**ФРАГМЕНТ ТЕКСТА**
* * * *
Все родные
Глядя в окно автобуса на черничники и поросшие лишайниками валуны по краям горной дороги, начинаешь отдаляться от войны и ее новостей. Трудно поверить, что в Германии еще есть глушь, где, чтобы поймать сеть, нужно выйти из дома и подняться вверх по холму метров на двести. Олень у дороги не редкость, особенно ночью. Такие места находишь не сразу, но за двадцать пять лет с момента нашего бесповоротного отъезда было время изучить здешний ландшафт. Сейчас мы решили съездить сюда на несколько дней, сделать паузу после пяти месяцев помощи беженцам и обсуждения сводок.
Географически это южный Шварцвальд. Долины с труднопроизносимыми даже для немца алеманнскими названиями. Путь сюда на перекладных от швейцарской границы занимает полдня. Автобус три раза в день, если вообще. Сначала позади остаются средневековые городки над Рейном, потом поля и пастбища, потом добротные, ничем особо не примечательные деревни, часто населенные нашими земляками. Ждешь пересадки на автостанции, где на жаре пьют пиво неспортивные типы в спортивных куртках, а на бетонных скамейках черным жирно выведено «Россия». Однажды тут проходил автопробег под российскими флагами, где, однако, собралась толпа людей, приехавших специально, чтобы выступить против патриотов. «Землячки», сигналя, выкатывали на увешанных триколором «фольксвагенах» и «тойотах», протестующие стояли на тротуарах и показывали знаками и плакатами, куда этой мотоколонне надо бы пойти. До ругани, конечно, доходило: русскоязычными оказались практически все.
Пейзаж скоро меняется, начинаются настоящие горы. На остановке, где дорога берёт круто вверх, большинство пассажиров выходит. В обратный автобус кто-то пытается протолкнуться без билета. «У тебя есть карточка? — по-русски с акцентом спрашивает водитель. — Ты скажи, ты кто? Ты модный хохол?» «Не, казах», — фаталистически отвечает безбилетник, но водитель уже отвернулся, дескать, давай проходи, только тихо. «А что такое “модный хохол”?» — спрашиваю я в окно. Водитель улыбается и пожимает плечами: «Ну, украинец. Их теперь все любят». Украинцам и правда проезд бесплатный.
Туристов не видно, и я уже думаю, что поеду дальше один, но тут подходит группа русскоязычных украинцев, ждавших на скамейках возле киоска. Теперь отдуваться приходится нашему водителю, молодому поляку. Перед ним довольно крупный мужик, балансируя на подгибающихся коленях, роется в барсетке. «Билет?» — дружелюбно, но твердо спрашивает поляк. Мужик достает банку джина с тоником. «Nie piję!» Мужик вздыхает и нашаривает наконец украинский паспорт. Я заговариваю с поляком по-немецки, хотя по глазам мы оба понимаем, что можем и иначе. Автобусы наконец разъезжаются, и наш начинает карабкаться вверх по серпантинам.
* * * *
**Фрагменты набора данных для разметки точками**

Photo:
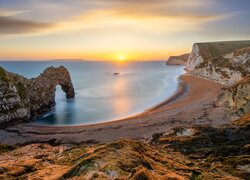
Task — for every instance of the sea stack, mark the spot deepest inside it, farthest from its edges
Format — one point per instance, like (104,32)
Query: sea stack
(22,98)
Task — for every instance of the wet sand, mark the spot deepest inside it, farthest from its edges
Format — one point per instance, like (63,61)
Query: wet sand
(192,104)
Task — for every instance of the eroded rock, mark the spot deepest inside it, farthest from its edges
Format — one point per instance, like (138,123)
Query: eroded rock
(22,98)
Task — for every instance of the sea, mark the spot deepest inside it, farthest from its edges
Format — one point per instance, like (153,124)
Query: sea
(102,96)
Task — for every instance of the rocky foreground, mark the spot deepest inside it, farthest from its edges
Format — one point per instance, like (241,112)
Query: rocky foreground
(192,152)
(200,152)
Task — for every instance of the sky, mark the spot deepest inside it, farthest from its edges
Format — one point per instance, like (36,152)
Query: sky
(110,29)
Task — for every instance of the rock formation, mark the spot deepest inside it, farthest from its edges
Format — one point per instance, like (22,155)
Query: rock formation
(178,60)
(22,99)
(199,152)
(223,62)
(237,97)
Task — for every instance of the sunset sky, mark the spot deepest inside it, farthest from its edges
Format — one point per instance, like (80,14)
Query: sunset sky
(109,29)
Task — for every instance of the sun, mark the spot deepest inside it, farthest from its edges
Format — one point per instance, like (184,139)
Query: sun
(121,58)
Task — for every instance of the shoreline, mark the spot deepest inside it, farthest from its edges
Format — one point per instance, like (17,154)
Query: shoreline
(192,104)
(182,88)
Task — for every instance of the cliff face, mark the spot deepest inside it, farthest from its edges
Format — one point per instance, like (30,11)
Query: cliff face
(237,97)
(21,98)
(223,62)
(178,60)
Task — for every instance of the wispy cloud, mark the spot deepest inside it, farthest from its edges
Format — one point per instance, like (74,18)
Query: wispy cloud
(9,25)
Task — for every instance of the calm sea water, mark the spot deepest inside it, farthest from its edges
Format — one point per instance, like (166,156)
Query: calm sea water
(101,96)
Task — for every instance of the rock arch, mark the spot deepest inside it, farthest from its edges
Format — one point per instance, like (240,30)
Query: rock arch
(22,98)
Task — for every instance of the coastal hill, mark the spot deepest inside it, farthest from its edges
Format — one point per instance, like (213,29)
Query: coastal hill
(178,60)
(223,62)
(196,152)
(22,99)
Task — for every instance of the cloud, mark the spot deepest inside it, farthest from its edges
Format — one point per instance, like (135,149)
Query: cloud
(10,25)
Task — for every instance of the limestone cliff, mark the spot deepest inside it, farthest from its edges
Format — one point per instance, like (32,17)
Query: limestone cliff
(223,62)
(22,98)
(178,60)
(237,97)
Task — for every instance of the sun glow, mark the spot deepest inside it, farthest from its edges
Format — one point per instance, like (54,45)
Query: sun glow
(121,58)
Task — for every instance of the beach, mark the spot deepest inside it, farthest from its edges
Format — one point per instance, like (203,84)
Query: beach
(192,104)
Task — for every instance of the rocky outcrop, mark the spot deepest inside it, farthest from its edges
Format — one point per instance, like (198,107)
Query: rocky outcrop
(178,60)
(222,62)
(22,99)
(237,97)
(199,152)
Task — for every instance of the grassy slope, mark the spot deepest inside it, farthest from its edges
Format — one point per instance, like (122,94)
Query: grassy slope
(206,153)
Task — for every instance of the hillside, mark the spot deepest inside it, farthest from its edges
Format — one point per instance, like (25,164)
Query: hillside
* * * *
**ЗАДАНИЯ**
1) Преобразуйте в нумерованный список отрезок листинга от строки с «Task — for every instance of the grassy» до конца листинга, включая обе границы и пропуская пустые строки.
2) Продолжите текст о поездке в южный Шварцвальд, начав сразу после его последнего предложения.

**ОТВЕТЫ**
1)
1. Task — for every instance of the grassy slope, mark the spot deepest inside it, farthest from its edges
2. Format — one point per instance, like (122,94)
3. Query: grassy slope
4. (206,153)
5. Task — for every instance of the hillside, mark the spot deepest inside it, farthest from its edges
6. Format — one point per instance, like (25,164)
7. Query: hillside

2)
От конечной мои попутчики всей толпой идут к старому курортному отелю. Двухэтажный дом с просторной верандой, сколько я его помню, стоял закрытым и не то чтобы обветшал, но как-то застрял в восьмидесятых. Сейчас там кипит жизнь, в запущенном саду носятся дети. «Мам, пойдем смотреть оленей!» «Отдай мой велик!» «Этот упал в ручей, а мелкий нет.» Язык слышен только русский: народ, видимо, с востока. За садовой оградой — косогор с овцами и коровами, выше — перелески и скалы. Мечта путешественника. Я решаю подбить мою знакомую волонтерку В. вечером приехать и разузнать, что к чему.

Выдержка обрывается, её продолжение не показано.